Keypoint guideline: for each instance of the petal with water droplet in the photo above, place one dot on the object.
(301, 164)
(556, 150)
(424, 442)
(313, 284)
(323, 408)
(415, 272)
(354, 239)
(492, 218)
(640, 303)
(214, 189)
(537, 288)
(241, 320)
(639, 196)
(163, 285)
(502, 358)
====================
■ REQUIRED ACTION ■
Every record above must be repeated word for word.

■ RESULT FOR THIS TASK ■
Keypoint guideline: for each instance of the petal with water droplet in the photo above, place one dot on the object.
(301, 164)
(556, 150)
(424, 442)
(313, 284)
(323, 408)
(415, 272)
(354, 239)
(492, 218)
(640, 303)
(214, 189)
(537, 288)
(241, 320)
(639, 196)
(163, 285)
(502, 358)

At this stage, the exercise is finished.